Stored data
^^^^^^^^

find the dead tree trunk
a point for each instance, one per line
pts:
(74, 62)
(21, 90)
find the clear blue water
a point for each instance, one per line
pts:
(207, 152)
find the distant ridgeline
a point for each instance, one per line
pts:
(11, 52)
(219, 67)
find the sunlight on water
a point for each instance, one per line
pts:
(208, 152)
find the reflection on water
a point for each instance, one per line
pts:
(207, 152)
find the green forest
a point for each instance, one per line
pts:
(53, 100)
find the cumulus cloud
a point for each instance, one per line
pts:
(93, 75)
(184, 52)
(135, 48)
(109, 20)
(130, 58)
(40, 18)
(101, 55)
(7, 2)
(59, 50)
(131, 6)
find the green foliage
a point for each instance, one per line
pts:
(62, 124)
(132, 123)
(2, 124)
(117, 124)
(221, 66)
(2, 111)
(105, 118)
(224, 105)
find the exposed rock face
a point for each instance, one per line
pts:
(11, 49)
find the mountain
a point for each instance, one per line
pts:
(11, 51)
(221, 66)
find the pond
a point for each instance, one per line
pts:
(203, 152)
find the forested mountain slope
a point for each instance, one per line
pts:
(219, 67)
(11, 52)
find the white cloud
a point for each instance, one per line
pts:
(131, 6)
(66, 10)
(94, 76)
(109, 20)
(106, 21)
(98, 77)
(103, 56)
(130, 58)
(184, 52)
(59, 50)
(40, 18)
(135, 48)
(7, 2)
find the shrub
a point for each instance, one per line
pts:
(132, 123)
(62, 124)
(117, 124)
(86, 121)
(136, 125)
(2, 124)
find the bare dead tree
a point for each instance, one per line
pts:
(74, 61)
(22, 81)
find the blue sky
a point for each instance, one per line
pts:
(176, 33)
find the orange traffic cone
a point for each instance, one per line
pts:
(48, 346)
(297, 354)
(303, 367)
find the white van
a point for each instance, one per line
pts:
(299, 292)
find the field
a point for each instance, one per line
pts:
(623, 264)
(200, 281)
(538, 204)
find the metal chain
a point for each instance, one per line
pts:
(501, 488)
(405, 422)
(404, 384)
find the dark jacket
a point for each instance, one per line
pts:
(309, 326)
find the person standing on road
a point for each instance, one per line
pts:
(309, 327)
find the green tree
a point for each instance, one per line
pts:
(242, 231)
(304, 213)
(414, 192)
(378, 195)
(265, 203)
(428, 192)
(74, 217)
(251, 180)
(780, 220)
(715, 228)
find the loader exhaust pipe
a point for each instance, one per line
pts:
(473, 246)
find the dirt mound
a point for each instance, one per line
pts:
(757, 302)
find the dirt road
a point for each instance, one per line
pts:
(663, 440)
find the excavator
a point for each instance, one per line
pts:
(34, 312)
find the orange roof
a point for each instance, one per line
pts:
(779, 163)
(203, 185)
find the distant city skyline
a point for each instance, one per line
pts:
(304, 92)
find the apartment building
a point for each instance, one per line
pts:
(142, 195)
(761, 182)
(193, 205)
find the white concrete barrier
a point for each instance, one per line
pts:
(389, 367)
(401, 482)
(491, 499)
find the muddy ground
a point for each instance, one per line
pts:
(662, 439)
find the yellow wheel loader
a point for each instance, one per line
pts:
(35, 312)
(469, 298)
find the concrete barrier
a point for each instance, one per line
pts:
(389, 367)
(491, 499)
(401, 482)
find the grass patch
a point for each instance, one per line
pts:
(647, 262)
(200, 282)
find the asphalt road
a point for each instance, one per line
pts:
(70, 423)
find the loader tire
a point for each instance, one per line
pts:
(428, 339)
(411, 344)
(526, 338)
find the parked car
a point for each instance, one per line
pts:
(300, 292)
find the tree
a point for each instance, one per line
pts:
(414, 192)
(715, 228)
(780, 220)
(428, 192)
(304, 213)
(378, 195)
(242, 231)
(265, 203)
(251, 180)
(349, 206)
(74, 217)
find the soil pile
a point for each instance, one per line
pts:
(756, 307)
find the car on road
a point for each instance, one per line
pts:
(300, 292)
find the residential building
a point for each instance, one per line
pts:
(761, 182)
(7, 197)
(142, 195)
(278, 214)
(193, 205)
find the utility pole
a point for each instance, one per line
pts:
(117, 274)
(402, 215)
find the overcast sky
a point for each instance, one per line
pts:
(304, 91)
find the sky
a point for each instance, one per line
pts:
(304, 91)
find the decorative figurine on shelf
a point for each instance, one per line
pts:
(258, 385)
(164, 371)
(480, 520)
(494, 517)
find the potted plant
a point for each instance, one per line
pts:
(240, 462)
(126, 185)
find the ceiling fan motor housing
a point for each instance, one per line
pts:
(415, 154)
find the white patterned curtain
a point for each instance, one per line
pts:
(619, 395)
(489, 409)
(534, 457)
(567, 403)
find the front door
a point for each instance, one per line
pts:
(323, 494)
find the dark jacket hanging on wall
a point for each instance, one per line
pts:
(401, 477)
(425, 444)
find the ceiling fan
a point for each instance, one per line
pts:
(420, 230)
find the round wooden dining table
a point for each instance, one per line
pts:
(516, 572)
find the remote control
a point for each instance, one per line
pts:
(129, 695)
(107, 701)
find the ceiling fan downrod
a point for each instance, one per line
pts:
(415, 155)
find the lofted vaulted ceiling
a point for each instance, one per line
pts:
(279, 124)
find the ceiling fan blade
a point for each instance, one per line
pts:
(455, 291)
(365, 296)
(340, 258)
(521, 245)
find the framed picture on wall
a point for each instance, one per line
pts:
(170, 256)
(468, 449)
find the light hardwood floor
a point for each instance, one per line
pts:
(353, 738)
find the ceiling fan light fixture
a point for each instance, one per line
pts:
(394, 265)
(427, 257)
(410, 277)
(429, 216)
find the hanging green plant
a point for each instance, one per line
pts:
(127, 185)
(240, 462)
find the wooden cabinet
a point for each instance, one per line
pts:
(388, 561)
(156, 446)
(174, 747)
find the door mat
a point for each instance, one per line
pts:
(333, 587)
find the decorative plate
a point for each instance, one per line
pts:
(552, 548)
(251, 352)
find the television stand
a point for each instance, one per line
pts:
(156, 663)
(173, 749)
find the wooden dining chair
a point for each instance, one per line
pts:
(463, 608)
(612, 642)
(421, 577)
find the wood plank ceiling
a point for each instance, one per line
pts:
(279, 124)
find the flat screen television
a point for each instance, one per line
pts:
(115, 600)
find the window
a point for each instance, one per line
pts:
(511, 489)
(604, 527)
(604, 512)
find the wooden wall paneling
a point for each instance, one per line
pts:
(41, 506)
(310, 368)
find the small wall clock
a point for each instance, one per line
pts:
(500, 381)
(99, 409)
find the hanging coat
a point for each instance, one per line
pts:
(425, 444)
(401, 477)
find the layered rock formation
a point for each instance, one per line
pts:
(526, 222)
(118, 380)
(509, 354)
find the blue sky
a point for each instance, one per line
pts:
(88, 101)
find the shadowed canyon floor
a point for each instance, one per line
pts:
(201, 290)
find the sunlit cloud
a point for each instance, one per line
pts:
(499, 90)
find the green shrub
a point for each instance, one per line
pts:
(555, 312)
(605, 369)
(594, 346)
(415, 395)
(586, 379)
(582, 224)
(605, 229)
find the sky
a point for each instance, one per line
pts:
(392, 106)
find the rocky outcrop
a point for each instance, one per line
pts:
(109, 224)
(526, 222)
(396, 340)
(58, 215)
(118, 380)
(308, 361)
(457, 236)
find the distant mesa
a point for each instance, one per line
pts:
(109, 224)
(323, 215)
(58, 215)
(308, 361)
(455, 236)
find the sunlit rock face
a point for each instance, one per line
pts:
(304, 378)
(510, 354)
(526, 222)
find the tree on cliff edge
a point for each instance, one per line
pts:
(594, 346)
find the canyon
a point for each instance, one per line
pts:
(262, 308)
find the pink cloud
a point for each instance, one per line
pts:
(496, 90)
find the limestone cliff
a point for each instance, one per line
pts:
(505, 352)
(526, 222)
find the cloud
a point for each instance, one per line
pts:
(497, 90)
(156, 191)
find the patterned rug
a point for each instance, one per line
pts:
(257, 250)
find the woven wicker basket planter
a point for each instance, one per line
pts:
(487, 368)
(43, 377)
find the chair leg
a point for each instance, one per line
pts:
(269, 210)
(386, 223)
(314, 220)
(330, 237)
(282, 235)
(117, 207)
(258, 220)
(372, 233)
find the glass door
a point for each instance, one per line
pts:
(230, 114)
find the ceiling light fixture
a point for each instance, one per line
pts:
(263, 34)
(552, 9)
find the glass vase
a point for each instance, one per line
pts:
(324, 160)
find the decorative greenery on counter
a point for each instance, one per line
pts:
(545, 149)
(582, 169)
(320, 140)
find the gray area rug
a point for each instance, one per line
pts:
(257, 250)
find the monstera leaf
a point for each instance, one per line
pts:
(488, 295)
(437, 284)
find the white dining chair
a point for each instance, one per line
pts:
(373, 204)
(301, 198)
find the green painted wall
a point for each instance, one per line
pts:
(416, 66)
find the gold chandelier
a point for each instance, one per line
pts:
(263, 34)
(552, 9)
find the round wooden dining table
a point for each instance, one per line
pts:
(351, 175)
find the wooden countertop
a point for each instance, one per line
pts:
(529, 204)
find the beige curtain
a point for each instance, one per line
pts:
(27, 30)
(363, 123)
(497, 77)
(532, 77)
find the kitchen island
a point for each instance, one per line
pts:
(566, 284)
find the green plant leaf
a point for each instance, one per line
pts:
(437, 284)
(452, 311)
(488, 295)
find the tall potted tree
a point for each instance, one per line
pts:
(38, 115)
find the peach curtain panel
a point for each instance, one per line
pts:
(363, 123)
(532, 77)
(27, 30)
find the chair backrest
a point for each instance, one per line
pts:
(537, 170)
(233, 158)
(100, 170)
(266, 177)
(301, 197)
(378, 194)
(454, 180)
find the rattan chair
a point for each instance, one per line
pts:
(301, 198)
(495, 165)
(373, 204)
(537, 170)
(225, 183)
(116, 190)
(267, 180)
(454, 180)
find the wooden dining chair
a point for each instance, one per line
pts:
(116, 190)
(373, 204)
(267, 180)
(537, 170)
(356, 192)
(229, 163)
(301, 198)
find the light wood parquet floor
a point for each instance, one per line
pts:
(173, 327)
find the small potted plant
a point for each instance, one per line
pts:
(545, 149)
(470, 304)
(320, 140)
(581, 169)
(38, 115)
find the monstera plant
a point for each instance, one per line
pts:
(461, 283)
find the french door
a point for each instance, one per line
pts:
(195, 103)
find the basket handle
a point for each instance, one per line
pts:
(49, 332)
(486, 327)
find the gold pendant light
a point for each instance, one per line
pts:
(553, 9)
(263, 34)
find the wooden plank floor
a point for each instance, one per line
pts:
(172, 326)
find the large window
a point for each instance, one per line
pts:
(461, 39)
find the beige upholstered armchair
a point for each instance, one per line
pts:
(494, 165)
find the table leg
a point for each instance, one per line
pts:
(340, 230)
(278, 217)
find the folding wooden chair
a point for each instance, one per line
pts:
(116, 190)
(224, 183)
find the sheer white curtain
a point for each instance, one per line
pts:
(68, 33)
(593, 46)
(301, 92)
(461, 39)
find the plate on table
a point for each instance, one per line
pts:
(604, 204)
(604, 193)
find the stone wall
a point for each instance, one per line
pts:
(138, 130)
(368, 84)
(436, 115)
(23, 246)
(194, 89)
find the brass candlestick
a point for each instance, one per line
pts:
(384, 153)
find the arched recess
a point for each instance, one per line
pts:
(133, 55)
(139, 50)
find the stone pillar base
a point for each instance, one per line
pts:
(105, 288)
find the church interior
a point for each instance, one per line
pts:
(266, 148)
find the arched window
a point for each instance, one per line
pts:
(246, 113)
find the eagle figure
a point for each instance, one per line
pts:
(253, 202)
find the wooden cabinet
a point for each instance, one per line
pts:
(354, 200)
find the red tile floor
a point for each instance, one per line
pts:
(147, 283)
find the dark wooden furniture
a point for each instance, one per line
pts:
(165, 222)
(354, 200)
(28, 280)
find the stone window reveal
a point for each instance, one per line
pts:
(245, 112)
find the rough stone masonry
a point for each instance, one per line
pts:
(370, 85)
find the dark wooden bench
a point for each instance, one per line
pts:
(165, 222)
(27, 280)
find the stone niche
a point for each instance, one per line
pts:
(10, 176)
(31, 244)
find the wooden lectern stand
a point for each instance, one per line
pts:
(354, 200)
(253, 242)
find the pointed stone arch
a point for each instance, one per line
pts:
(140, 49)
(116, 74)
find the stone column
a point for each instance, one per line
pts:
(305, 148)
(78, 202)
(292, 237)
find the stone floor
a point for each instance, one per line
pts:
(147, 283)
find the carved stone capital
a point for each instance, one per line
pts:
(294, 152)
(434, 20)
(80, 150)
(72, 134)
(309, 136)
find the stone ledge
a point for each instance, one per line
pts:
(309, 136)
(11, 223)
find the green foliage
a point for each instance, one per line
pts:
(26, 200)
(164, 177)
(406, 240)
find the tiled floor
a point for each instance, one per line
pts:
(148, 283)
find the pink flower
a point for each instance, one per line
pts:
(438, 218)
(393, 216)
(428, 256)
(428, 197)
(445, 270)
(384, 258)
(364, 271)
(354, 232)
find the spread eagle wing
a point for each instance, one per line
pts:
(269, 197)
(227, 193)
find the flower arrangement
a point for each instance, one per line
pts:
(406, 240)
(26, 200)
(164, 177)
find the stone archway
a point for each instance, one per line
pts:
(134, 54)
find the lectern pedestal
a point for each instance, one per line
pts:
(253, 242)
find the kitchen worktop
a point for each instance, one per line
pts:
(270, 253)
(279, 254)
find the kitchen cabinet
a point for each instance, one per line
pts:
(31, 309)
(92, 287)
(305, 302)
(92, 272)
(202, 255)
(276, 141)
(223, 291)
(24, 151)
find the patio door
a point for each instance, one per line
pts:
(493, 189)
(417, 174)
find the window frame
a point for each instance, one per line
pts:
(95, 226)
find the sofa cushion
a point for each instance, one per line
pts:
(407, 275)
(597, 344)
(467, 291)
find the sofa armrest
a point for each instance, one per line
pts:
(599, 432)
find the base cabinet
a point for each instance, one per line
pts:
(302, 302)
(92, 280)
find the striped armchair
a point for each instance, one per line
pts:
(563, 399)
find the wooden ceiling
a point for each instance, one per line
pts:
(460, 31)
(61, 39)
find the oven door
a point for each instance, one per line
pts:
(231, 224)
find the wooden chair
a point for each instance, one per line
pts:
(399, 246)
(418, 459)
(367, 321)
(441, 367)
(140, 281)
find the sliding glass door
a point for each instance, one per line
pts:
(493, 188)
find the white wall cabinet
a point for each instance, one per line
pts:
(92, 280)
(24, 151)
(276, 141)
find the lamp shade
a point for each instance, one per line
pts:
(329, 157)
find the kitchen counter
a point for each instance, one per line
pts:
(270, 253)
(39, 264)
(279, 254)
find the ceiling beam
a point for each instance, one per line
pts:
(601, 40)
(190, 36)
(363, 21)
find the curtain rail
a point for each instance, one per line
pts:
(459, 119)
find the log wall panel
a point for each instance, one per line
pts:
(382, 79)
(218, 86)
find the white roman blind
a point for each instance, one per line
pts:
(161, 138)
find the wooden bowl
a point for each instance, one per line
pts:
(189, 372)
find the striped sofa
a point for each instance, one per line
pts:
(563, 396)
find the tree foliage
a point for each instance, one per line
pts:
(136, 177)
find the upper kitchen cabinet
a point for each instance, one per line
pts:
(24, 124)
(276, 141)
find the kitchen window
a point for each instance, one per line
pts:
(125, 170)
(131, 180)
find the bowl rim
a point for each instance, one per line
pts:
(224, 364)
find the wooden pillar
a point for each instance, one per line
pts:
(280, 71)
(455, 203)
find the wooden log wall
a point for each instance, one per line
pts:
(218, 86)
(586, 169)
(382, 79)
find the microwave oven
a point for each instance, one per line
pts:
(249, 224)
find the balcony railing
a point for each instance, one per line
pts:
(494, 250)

^^^^^^^^

- **Task description**
The lines you need are those containing "lectern"; find them in the records and copy them.

- **Final answer**
find the wooden lectern stand
find the lectern pedestal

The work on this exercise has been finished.